▸ Brief A
In the forum thread about a swing-away crane for sewer machines, what did ShaneP buy on the day of the first post?

▸ Text passage
-- start --

# Swing away crane for sewer machines



## ShaneP (Nov 20, 2011)

I know I have seen pics of some of you guys with cranes in your trucks , but when i searched old threads I did not find them. I want to build one for my truck and was hoping some of you could post some pictures so i could borrow some ideas for mine. I bought a 12 volt winch today and have a few ideas but a pic is worth a thousand words. I will post some pics of mine when I get it built.


----------



## AndersenPlumbing (Jan 23, 2010)

ShaneP said:


> I know I have seen pics of some of you guys with cranes in your trucks , but when i searched old threads I did not find them. I want to build one for my truck and was hoping some of you could post some pictures so i could borrow some ideas for mine. I bought a 12 volt winch today and have a few ideas but a pic is worth a thousand words. I will post some pics of mine when I get it built.

-- end --

Stored entries
-- start --

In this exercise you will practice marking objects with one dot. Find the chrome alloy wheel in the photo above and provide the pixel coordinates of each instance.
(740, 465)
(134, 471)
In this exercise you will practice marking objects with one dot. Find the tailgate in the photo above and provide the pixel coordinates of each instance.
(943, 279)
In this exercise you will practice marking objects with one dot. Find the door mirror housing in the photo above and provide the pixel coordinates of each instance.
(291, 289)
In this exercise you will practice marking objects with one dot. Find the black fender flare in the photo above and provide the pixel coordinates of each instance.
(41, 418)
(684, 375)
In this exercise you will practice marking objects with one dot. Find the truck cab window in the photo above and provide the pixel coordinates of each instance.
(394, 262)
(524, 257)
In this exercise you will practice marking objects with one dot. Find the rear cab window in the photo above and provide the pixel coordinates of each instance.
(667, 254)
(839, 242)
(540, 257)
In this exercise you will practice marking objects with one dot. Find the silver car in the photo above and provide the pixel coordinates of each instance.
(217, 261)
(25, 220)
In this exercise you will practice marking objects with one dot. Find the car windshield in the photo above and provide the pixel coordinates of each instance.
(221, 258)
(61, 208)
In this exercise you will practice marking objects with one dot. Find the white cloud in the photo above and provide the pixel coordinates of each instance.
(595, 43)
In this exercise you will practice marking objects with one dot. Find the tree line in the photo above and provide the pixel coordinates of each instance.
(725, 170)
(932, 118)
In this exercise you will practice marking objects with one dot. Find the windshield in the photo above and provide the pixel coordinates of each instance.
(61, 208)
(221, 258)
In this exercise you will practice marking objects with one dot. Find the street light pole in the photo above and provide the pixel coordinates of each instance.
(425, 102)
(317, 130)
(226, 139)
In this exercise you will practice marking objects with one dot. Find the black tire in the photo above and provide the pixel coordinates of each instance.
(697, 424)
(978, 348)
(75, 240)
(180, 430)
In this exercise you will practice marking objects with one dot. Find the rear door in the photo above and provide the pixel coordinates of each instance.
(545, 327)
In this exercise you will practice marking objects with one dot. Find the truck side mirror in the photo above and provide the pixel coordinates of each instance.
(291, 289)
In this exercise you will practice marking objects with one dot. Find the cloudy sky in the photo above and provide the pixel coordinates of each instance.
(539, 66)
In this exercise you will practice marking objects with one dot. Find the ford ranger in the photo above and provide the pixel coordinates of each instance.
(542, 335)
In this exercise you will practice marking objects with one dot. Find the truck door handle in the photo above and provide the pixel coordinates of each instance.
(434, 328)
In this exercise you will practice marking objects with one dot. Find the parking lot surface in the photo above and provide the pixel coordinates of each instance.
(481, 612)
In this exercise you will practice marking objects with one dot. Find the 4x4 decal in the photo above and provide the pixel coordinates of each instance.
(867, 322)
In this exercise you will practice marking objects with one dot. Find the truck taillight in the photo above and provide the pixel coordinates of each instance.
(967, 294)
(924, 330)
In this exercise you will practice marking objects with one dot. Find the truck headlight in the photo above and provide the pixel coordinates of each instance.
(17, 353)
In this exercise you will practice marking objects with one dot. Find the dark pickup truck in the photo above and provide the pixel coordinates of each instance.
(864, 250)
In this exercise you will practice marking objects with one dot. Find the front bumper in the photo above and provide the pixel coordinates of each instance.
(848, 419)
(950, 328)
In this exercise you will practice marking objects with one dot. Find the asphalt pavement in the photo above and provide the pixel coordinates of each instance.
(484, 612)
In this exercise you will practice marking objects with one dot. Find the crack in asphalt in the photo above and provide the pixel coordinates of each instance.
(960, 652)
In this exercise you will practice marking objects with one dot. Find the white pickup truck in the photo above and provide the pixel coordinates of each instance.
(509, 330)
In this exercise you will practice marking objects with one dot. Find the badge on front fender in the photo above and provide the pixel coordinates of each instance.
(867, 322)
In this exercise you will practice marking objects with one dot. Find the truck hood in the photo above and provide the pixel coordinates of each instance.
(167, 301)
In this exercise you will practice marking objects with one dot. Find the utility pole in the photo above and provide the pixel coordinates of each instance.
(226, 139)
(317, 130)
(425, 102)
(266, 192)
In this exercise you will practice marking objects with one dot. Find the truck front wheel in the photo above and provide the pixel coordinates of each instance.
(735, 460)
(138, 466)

-- end --
-- start --

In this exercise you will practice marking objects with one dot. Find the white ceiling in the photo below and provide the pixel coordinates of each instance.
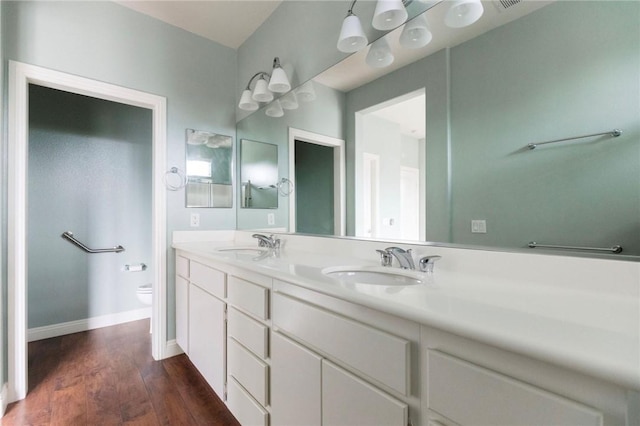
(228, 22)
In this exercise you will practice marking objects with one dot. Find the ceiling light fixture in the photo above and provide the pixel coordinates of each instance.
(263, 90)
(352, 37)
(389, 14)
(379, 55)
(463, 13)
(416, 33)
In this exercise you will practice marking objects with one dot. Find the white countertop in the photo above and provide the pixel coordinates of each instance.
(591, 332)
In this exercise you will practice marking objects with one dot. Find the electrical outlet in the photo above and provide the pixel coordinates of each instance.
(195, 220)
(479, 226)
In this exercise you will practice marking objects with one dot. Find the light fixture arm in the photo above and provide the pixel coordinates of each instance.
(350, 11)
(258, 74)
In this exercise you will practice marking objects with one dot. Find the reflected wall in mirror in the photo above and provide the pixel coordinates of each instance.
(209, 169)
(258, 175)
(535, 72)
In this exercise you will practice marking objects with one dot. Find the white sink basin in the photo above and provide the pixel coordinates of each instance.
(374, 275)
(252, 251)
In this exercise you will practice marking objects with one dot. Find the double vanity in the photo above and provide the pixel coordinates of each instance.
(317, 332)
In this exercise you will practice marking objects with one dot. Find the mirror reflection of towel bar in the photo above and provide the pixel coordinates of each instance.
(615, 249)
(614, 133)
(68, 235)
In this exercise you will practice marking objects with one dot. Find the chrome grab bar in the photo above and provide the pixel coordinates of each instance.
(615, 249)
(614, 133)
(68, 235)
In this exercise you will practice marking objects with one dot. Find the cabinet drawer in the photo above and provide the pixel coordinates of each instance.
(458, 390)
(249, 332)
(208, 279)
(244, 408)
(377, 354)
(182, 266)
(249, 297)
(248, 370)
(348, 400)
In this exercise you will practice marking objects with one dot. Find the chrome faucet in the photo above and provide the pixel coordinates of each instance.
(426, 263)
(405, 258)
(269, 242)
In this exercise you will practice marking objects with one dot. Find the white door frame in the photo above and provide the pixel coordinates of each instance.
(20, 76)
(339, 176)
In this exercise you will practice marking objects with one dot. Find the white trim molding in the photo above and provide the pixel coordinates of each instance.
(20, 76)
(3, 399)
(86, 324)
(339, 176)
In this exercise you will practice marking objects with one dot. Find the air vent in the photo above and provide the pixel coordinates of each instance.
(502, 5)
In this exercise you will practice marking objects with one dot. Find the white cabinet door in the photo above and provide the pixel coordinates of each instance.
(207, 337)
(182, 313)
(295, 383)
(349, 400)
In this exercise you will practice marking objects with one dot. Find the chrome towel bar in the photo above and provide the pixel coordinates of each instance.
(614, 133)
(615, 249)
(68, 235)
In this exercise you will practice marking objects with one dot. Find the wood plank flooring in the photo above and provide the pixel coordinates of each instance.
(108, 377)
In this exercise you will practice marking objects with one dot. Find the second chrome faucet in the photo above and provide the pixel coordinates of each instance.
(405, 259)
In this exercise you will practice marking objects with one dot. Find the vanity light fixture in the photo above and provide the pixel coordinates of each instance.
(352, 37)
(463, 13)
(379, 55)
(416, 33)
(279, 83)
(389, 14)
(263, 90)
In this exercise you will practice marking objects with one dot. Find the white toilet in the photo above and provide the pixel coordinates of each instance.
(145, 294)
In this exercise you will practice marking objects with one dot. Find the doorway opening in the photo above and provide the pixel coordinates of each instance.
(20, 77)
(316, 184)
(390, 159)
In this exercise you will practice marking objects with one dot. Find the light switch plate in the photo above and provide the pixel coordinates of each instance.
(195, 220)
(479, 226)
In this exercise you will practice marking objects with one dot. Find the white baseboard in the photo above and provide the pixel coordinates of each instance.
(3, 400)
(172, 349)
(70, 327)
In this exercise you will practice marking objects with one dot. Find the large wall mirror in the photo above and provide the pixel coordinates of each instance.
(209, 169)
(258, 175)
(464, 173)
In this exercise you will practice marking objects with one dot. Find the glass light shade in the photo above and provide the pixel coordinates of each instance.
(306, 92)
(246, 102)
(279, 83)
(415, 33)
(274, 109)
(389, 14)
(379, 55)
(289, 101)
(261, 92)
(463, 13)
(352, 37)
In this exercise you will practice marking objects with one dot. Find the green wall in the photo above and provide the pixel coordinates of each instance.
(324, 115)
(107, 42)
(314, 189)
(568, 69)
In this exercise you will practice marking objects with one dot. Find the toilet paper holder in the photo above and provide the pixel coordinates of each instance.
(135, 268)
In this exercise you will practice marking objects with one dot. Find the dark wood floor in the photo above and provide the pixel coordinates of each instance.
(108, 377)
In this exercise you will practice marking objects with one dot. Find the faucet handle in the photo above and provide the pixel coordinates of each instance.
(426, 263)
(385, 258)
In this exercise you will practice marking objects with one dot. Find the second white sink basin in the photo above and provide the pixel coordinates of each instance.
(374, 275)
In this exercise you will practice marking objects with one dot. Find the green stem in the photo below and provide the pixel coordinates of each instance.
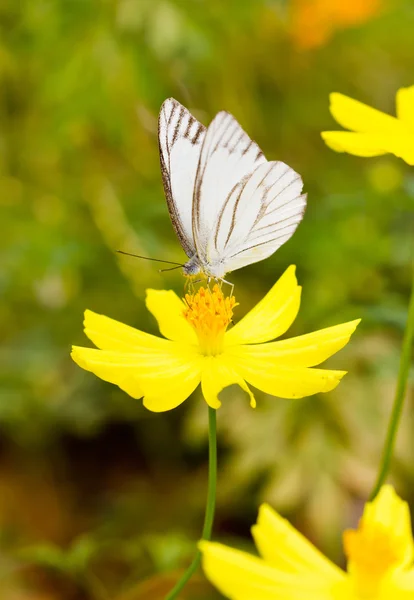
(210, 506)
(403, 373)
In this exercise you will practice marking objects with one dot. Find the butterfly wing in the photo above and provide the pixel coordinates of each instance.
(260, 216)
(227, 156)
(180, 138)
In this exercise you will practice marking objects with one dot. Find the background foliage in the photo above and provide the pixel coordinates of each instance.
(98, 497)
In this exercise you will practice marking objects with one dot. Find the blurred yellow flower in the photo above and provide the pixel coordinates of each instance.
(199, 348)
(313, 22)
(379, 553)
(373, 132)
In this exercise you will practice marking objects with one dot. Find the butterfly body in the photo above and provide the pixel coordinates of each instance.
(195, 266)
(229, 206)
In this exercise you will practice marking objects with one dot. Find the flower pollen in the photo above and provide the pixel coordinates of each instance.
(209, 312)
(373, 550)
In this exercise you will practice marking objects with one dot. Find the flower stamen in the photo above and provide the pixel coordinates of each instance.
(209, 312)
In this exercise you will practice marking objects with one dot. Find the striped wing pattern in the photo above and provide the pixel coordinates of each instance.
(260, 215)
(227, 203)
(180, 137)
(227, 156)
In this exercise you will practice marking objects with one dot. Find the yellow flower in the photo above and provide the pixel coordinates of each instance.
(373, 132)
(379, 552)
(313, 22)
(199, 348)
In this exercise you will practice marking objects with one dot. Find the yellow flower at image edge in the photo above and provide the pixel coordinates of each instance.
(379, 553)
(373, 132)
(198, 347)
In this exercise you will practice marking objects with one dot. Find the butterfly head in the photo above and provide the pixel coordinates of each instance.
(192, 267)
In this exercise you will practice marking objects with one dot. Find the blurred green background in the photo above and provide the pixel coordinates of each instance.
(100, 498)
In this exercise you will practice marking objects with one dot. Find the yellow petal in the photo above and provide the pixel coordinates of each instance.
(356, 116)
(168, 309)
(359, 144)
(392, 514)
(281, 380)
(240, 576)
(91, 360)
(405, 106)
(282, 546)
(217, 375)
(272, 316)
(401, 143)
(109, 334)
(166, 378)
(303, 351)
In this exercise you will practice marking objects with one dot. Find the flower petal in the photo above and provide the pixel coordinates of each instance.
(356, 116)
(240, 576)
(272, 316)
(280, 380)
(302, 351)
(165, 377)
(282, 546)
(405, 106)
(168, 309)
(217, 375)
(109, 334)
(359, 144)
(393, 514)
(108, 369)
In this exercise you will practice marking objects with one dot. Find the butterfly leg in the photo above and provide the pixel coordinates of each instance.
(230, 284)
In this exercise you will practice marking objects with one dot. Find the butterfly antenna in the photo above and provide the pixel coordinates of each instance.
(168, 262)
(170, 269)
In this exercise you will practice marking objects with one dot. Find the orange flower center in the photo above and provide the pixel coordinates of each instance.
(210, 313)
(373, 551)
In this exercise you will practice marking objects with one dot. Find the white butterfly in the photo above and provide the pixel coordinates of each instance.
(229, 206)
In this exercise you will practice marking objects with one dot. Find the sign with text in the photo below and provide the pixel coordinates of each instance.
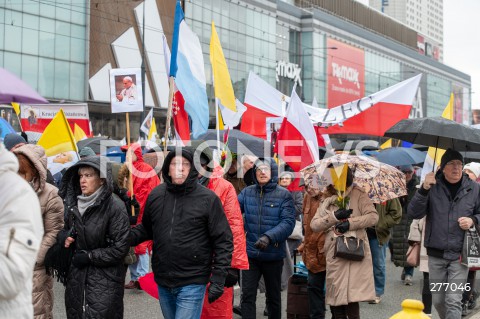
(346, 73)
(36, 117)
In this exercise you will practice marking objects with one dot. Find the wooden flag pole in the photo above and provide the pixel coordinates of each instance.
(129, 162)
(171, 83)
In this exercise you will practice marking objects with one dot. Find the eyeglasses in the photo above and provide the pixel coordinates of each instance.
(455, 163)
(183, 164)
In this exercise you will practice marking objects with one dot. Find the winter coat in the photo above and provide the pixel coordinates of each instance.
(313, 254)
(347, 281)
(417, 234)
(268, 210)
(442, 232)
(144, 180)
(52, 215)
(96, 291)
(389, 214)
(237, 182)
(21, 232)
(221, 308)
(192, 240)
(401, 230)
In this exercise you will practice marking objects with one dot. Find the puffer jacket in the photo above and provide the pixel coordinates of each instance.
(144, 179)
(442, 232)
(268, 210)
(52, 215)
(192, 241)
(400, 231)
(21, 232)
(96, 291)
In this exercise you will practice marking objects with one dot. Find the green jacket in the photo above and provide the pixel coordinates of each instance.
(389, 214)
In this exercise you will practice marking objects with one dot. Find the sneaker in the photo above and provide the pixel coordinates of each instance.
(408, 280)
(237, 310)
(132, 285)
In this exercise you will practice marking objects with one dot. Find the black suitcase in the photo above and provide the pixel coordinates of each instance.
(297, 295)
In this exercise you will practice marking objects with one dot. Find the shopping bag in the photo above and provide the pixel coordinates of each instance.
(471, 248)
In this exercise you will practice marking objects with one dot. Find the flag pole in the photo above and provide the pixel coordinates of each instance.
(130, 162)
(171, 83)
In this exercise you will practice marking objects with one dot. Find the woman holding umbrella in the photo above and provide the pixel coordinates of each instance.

-- end --
-- start --

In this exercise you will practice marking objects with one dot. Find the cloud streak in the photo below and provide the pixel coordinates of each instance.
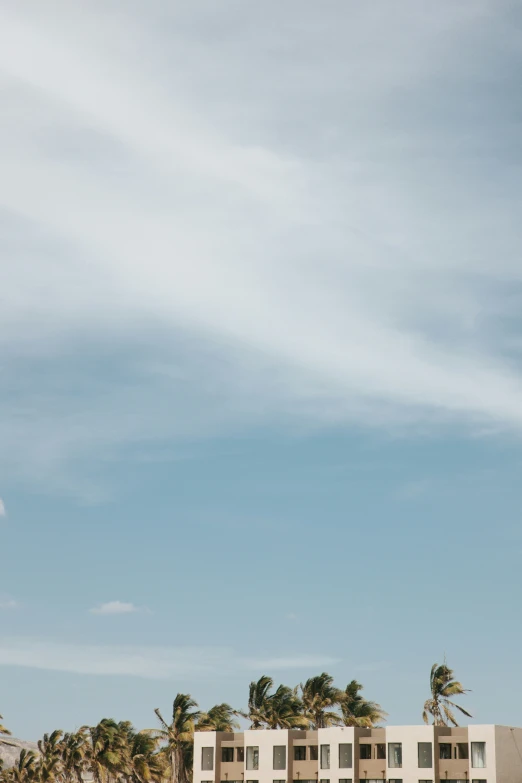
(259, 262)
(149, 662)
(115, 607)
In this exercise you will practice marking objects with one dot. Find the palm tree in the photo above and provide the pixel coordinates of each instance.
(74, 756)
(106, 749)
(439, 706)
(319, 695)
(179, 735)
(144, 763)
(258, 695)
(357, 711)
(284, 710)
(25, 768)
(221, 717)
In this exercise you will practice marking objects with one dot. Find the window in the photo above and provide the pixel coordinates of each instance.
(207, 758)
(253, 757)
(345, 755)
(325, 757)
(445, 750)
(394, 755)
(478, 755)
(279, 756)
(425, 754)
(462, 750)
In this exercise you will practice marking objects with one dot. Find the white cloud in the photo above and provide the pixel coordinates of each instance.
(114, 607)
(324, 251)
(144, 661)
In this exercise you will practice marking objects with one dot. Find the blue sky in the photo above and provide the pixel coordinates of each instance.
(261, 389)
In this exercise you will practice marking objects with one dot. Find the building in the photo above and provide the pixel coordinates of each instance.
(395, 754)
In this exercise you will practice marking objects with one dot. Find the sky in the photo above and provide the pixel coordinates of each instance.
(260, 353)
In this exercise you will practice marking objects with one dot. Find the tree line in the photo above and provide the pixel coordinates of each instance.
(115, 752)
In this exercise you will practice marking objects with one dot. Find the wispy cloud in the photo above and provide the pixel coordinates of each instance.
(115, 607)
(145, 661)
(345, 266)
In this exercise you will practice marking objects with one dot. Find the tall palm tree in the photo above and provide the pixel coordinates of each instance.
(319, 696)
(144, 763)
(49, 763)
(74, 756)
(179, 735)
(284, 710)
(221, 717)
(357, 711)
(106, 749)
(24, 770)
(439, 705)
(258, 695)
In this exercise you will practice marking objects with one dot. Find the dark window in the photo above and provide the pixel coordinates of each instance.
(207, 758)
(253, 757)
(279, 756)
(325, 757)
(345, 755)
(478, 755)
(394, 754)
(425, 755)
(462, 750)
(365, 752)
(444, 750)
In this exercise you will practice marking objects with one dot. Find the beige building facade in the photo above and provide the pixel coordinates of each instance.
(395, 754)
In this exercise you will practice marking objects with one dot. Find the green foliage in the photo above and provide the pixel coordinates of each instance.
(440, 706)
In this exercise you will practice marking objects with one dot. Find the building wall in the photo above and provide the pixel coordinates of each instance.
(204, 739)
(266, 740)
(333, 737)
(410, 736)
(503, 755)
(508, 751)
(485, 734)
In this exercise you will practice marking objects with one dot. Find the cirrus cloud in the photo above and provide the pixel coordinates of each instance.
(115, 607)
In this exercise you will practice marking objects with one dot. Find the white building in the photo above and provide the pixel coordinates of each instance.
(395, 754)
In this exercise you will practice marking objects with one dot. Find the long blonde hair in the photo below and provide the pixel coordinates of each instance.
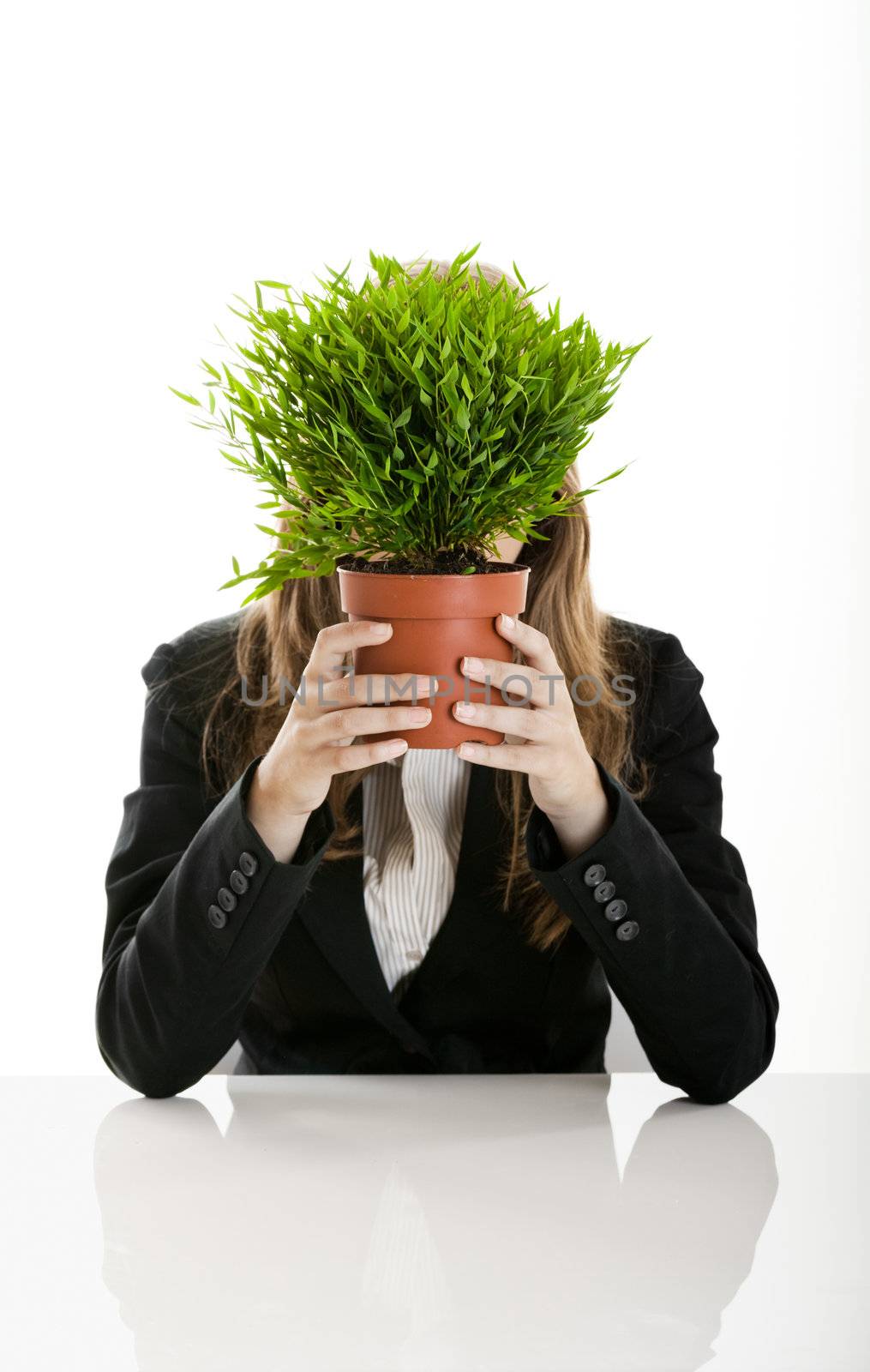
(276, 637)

-- end --

▸ Brief B
Give only the number of lines in the records above that contain the string "vanity", treating uppercase and lowercase as different.

▸ Result A
A 12 volt winch.

▸ Result B
2